→ **INSTRUCTION**: Reproduce every line of the records below, requests included. Multiply each x and y coordinate in the answers by 0.35 and round it to a whole number, with halves rounded up.

Records from a point labeling set
-.-.-

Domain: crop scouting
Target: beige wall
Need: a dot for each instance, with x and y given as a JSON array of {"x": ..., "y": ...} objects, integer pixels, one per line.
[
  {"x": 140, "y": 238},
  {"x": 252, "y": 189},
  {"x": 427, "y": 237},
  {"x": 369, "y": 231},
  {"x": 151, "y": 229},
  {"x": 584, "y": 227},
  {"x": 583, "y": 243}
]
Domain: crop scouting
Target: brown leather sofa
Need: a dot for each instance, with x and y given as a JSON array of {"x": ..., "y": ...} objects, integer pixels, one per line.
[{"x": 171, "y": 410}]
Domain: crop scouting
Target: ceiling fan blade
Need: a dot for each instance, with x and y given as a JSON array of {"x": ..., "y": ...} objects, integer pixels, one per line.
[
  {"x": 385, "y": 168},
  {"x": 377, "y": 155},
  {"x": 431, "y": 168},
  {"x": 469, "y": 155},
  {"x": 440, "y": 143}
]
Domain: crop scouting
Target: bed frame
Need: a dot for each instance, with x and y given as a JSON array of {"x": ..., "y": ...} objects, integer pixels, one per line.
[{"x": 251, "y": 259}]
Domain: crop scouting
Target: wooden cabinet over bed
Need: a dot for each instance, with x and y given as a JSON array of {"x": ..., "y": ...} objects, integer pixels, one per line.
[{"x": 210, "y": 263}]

-.-.-

→ **COMPLETE OUTPUT**:
Domain: crop scouting
Target: beige wall
Need: a dot for each instance, with x and y given as a JSON array of {"x": ..., "y": ...} objects, integer pixels, one per line.
[
  {"x": 49, "y": 83},
  {"x": 88, "y": 66},
  {"x": 149, "y": 83},
  {"x": 129, "y": 81},
  {"x": 53, "y": 80},
  {"x": 204, "y": 79},
  {"x": 204, "y": 85}
]
Domain: crop scouting
Target: brown leather sofa
Need: a dot for each instance, with x and y given as a JSON array of {"x": ..., "y": ...} objects, integer pixels, one per line.
[{"x": 60, "y": 144}]
Domain: crop scouting
Target: ceiling fan blade
Need: a dot for each instance, with x and y given as a JSON array of {"x": ..., "y": ...} objects, integer pixels, one per line.
[
  {"x": 135, "y": 59},
  {"x": 132, "y": 54},
  {"x": 151, "y": 59},
  {"x": 164, "y": 54},
  {"x": 154, "y": 50}
]
Domain: crop scouting
Target: bed frame
Need: a dot for each instance, with x and y given as a JSON array of {"x": ..., "y": ...} objects, integer pixels, one per line.
[{"x": 88, "y": 91}]
Domain: crop scouting
Target: wooden cabinet over bed
Need: a dot for each instance, with x and y given as a JSON array of {"x": ..., "y": ...} objects, integer pixels, one per line.
[{"x": 74, "y": 92}]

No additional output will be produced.